DATA RECORDS
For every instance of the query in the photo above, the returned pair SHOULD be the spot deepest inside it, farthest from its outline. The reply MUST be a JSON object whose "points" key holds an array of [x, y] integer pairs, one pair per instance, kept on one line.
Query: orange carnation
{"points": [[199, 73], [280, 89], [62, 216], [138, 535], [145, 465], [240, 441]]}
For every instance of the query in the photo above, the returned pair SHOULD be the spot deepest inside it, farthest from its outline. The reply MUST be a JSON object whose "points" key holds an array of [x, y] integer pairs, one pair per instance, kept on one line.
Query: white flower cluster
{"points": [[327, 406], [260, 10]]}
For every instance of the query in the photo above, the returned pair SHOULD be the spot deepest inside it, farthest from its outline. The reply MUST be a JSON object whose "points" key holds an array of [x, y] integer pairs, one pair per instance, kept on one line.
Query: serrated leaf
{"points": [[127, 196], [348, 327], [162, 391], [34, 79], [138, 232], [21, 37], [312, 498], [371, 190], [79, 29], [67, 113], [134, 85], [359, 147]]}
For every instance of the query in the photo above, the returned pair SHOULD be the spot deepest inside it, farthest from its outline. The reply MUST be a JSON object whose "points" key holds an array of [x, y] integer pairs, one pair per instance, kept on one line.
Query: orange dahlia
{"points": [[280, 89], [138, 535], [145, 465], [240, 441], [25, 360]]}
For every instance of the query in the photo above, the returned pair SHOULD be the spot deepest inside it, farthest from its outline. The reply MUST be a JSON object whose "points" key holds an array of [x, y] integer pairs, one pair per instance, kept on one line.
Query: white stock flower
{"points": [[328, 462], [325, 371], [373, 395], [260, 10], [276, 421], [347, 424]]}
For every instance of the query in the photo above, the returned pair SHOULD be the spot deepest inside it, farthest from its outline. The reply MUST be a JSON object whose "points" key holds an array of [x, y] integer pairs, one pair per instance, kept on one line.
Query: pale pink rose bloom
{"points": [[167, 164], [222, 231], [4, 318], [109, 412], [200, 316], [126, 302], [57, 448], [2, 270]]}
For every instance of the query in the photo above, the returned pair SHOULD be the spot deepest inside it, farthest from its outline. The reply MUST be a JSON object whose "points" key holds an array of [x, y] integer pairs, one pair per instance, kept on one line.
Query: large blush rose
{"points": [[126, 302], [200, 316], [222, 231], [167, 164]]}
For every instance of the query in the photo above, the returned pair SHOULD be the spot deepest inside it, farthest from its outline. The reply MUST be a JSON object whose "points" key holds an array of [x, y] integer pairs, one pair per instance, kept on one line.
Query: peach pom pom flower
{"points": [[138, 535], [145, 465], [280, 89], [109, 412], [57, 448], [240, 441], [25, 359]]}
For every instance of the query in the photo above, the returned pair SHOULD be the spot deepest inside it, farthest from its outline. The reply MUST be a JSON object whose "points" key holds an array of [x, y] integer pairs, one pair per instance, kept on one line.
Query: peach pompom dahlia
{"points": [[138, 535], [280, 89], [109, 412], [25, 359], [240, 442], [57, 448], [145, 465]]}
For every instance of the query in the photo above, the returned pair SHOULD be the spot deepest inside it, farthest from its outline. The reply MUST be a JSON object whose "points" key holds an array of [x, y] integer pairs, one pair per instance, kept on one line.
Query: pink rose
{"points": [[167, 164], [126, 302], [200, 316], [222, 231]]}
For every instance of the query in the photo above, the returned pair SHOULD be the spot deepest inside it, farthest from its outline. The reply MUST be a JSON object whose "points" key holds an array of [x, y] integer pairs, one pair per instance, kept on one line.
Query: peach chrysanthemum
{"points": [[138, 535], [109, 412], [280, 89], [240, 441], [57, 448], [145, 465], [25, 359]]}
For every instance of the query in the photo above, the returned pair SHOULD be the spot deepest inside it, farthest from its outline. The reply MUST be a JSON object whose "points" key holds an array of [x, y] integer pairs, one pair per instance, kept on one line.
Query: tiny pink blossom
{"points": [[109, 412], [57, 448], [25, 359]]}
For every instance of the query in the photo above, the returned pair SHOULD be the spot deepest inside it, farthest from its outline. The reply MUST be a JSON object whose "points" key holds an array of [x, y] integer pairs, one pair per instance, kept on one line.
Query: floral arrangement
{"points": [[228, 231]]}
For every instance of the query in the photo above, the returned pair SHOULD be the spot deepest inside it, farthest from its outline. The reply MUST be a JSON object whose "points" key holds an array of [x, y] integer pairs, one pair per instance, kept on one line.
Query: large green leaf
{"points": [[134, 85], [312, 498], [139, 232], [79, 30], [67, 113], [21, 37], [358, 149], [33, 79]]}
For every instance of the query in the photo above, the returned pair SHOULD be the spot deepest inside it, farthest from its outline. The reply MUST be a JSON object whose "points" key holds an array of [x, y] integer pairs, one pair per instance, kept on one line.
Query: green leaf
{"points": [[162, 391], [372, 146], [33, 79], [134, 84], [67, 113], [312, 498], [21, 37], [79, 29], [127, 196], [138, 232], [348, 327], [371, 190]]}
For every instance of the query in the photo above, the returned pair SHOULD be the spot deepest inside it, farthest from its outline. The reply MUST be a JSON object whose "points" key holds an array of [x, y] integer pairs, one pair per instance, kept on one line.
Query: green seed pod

GOAL OF THE EXERCISE
Exactly as written above, copy out all the records.

RESPONSE TO THE EXERCISE
For every instance of the query in the photo above, the returned pair SHOULD be the spot deepest inside it, farthest from its outline. The reply MUST be a JSON object whose "points" key holds an array of [x, y] integer pairs, one pair per instance, kept on one line.
Query: orange carnation
{"points": [[199, 73], [280, 89], [62, 216], [138, 535], [145, 465], [240, 441]]}
For every instance of the query in the photo above, the returned pair SHOULD be the spot deepest inside it, farthest from its outline. The reply MUST be a JSON object whose "points" key holds an array of [x, y] integer pairs, one pair per instance, kept on one line.
Query: white flower cluster
{"points": [[327, 406], [260, 10]]}
For every instance of the query in the photo above, the returned pair SHOULD be the spot deepest inside it, farthest from its outline. The reply MUST be a JSON object whose "points" key holds an array of [x, y] integer pairs, one pair per instance, kept on one line.
Query: serrated leaf
{"points": [[127, 196], [348, 327], [162, 391], [34, 79], [138, 232], [21, 37], [312, 498], [371, 190], [79, 29], [67, 113], [134, 85], [359, 147]]}
For every instance of the query in the photo above, the returned pair SHOULD be the spot deepest inside it, farthest from its outline. The reply MUST be a JSON object whose "points" key holds an array of [x, y] integer pairs, one pair per instance, kept on one line.
Query: orange dahlia
{"points": [[280, 89], [138, 535], [145, 465], [240, 441], [25, 360]]}
For every instance of the query in the photo above, the returned pair SHOULD be the spot deepest inside it, farthest from its outline. The reply MUST be a JSON object whose "points" key holds an array of [x, y] integer pairs, one pair per instance, kept on one line.
Query: white stock flower
{"points": [[328, 462], [325, 371], [373, 395], [260, 10], [276, 421], [347, 424]]}
For every instance of the query in the photo above, the returned pair SHOULD be the spot deepest inside it, farthest from its outline. The reply MUST be a JSON object whose "points" key holds an array of [x, y] integer pairs, one pair per instance, kept on one line.
Query: pale pink rose bloom
{"points": [[167, 164], [222, 231], [4, 318], [109, 412], [200, 316], [126, 302], [57, 448], [2, 270]]}
For every instance of the query in the photo above, the returned pair SHOULD be the spot deepest inside it, farthest from its outline. The reply MUST be a JSON object whose "points" key holds an array of [x, y] integer pairs, one pair per instance, kept on one line.
Query: large blush rose
{"points": [[126, 302], [200, 316], [222, 231], [167, 164]]}
For every instance of the query in the photo above, the returned pair SHOULD be the spot deepest inside it, farthest from its outline. The reply MUST be a JSON object whose "points" key holds an array of [x, y] integer pairs, one pair per instance, kept on one line.
Query: peach pom pom flower
{"points": [[138, 535], [145, 465], [280, 89], [109, 412], [57, 448], [240, 441], [25, 359]]}
For every instance of the query in the photo above, the returned pair SHOULD be the spot deepest inside it, farthest from its outline. The reply MUST be a JSON object whose "points" key holds an array of [x, y] integer pairs, one pair per instance, kept on one line.
Query: peach pompom dahlia
{"points": [[138, 535], [280, 89], [109, 412], [25, 359], [240, 442], [57, 448], [145, 465]]}
For every instance of the query in the photo above, the returned pair SHOULD be the spot deepest inside it, farthest from its outline. The reply MUST be a JSON object whose "points" key holds an array of [x, y] integer pairs, one pair per instance, kept on one line.
Query: pink rose
{"points": [[167, 164], [126, 302], [200, 316], [222, 231]]}
For every instance of the query in the photo above, the returned pair SHOULD be the spot deepest inside it, farthest from its outline. The reply MUST be a JSON object whose "points" key holds an array of [x, y] integer pairs, one pair per instance, kept on one line.
Query: peach chrysanthemum
{"points": [[138, 535], [109, 412], [280, 89], [240, 441], [57, 448], [145, 465], [25, 359]]}
For every instance of the query in the photo above, the returned pair SHOULD be the spot deepest inside it, farthest from its outline. The reply MUST be a JSON object whose "points" key holds an array of [x, y] integer pairs, one pair per instance, kept on one line.
Query: tiny pink blossom
{"points": [[109, 412], [57, 448], [25, 359]]}
For every instance of the query in the photo above, the returned pair SHOULD be the spot deepest inside it, farthest from its outline. The reply MUST be a JSON object whose "points" key holds an array of [x, y] integer pairs, one pair per instance, kept on one line.
Query: floral arrangement
{"points": [[228, 231]]}
For every instance of the query in the photo above, the returned pair SHOULD be the spot deepest inside it, farthest from its outline. The reply MUST be a JSON object whose "points" key holds an array of [x, y] integer pairs, one pair per instance, kept on one line.
Query: large green leaf
{"points": [[134, 85], [312, 498], [139, 232], [79, 30], [67, 113], [21, 37], [358, 149], [33, 79]]}
For every instance of the query in the photo above, the returned pair SHOULD be the spot deepest inside it, farthest from its outline. The reply MUST be a JSON object whose "points" key holds an array of [x, y] integer pairs, one pair per instance, kept on one line.
Query: green leaf
{"points": [[162, 391], [372, 146], [33, 79], [134, 84], [67, 113], [312, 498], [21, 37], [79, 29], [127, 196], [138, 232], [348, 327], [371, 190]]}
For every instance of the query in the photo above, the returned pair SHOULD be the spot deepest inside it, farthest from its outline. The reply MUST be a JSON object whose "points" key holds an array of [x, y] integer pairs, one pair per instance, kept on one line.
Query: green seed pod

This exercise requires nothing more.